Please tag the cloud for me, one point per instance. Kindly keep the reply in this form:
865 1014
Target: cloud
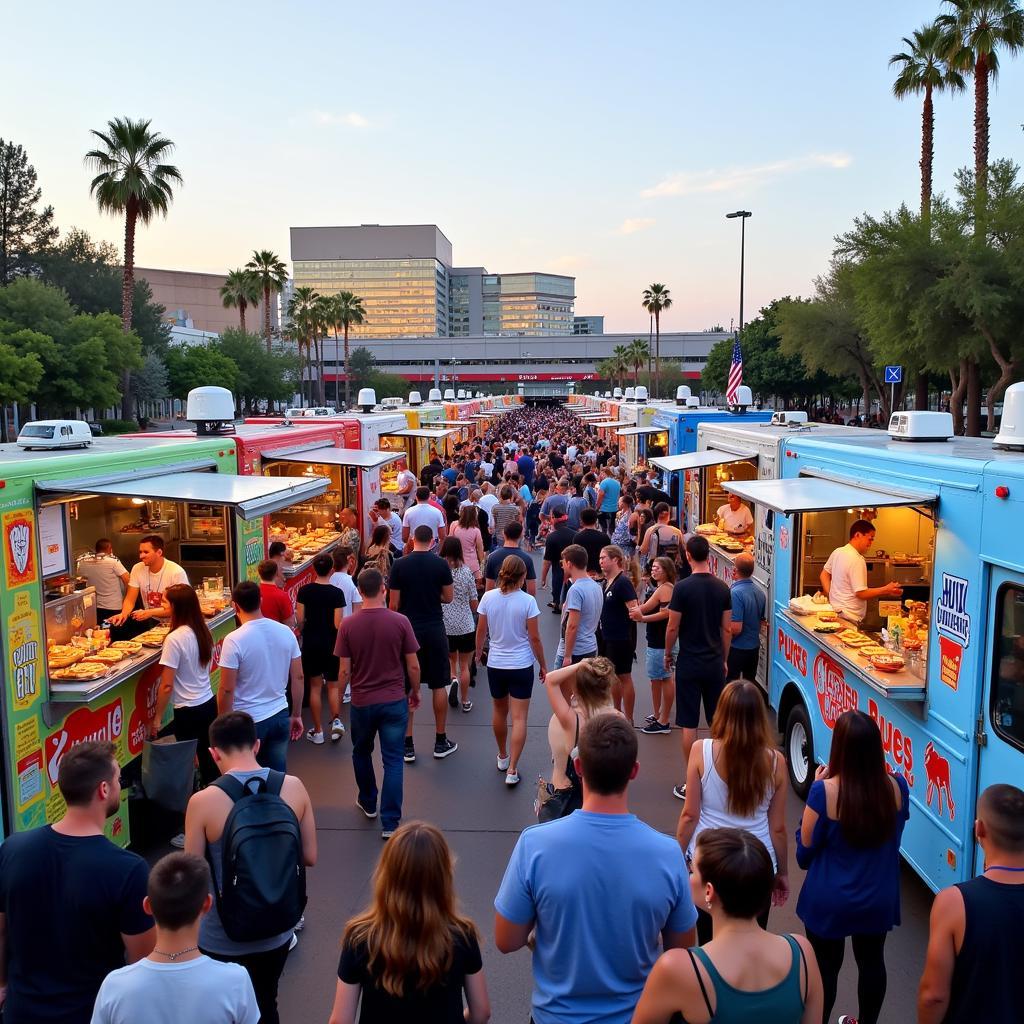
733 178
633 224
351 120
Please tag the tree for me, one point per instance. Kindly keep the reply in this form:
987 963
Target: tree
240 291
271 274
655 299
346 309
25 229
131 179
924 69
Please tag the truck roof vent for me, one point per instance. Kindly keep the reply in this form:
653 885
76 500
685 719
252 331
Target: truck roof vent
211 409
921 426
1011 433
783 417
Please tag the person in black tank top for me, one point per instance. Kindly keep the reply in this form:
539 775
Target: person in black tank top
976 944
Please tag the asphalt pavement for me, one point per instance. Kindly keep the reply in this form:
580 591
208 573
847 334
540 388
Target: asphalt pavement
466 797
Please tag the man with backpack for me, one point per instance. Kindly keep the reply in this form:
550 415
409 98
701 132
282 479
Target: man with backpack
261 822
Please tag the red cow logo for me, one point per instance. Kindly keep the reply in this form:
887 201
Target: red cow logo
937 773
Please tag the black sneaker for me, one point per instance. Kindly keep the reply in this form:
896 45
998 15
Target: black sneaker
443 748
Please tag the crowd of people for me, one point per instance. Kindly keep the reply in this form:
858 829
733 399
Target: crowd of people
442 593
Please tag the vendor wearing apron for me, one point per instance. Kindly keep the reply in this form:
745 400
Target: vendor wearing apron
844 579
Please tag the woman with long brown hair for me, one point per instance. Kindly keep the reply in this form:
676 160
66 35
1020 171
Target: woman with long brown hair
411 954
737 779
849 845
184 680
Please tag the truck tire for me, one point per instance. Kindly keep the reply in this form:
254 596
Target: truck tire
799 745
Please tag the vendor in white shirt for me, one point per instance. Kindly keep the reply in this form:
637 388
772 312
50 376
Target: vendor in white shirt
734 517
844 579
150 578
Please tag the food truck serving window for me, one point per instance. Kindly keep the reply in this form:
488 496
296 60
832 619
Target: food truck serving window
1007 710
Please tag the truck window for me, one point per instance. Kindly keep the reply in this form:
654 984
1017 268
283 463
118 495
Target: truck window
1008 667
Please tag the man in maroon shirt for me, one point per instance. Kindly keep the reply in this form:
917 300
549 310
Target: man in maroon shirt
378 648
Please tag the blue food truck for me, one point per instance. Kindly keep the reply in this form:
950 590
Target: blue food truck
940 667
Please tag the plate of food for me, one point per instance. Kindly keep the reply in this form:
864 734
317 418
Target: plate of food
888 663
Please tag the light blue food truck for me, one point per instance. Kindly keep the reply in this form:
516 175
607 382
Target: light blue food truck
940 667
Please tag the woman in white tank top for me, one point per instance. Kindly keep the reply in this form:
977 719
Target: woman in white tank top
737 779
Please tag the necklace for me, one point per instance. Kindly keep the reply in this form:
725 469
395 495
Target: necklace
180 952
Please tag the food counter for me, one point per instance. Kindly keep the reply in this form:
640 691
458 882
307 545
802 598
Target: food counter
899 676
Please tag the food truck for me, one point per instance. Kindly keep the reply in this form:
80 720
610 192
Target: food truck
64 681
940 668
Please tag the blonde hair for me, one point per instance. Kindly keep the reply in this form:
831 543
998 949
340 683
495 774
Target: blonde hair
409 928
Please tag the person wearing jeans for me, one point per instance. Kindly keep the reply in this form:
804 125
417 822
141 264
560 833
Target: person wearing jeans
377 649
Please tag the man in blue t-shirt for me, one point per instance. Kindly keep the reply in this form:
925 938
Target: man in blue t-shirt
599 929
748 614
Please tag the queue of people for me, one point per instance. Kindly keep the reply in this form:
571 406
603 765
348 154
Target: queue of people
444 590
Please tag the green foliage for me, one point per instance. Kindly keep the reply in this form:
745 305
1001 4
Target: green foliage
26 230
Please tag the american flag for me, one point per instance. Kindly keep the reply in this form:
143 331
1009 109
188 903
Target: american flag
735 373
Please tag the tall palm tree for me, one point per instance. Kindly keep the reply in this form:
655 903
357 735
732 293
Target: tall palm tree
656 298
271 274
638 352
131 179
348 309
924 69
240 291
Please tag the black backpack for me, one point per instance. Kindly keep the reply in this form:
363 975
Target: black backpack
262 889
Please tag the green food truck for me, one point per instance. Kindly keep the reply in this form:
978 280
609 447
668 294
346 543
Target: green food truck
62 682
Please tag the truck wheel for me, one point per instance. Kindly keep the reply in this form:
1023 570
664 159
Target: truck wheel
800 751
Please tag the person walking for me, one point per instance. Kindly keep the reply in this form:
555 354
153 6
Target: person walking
744 973
749 605
617 640
700 617
509 615
71 901
420 584
597 929
233 739
654 613
318 609
411 955
737 779
460 624
176 982
975 943
377 651
255 660
848 843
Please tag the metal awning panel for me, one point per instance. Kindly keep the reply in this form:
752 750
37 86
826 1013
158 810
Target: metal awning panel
698 460
812 494
251 497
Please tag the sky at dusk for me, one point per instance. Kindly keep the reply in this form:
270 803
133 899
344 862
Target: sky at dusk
601 139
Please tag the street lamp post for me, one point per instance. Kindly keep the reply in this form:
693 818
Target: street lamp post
742 215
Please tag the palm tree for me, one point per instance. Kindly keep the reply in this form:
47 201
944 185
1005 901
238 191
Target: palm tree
655 299
638 352
132 179
924 69
348 309
271 274
240 291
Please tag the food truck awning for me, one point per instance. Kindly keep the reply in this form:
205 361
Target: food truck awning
698 460
354 458
420 432
811 494
637 431
251 497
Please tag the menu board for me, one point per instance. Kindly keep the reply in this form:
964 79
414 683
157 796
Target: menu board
53 540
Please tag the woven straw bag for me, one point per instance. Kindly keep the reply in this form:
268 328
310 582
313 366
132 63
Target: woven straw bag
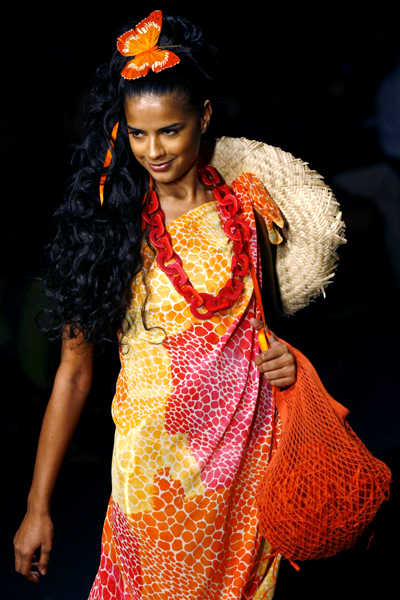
☆ ☆ ☆
Work order -> Which lines above hold the string "woven"? Show each of them.

Result for this exercise ->
Please tag the woven straw bag for me, one point per instance. Kindly keep the reply in this form:
Target: woven straw bag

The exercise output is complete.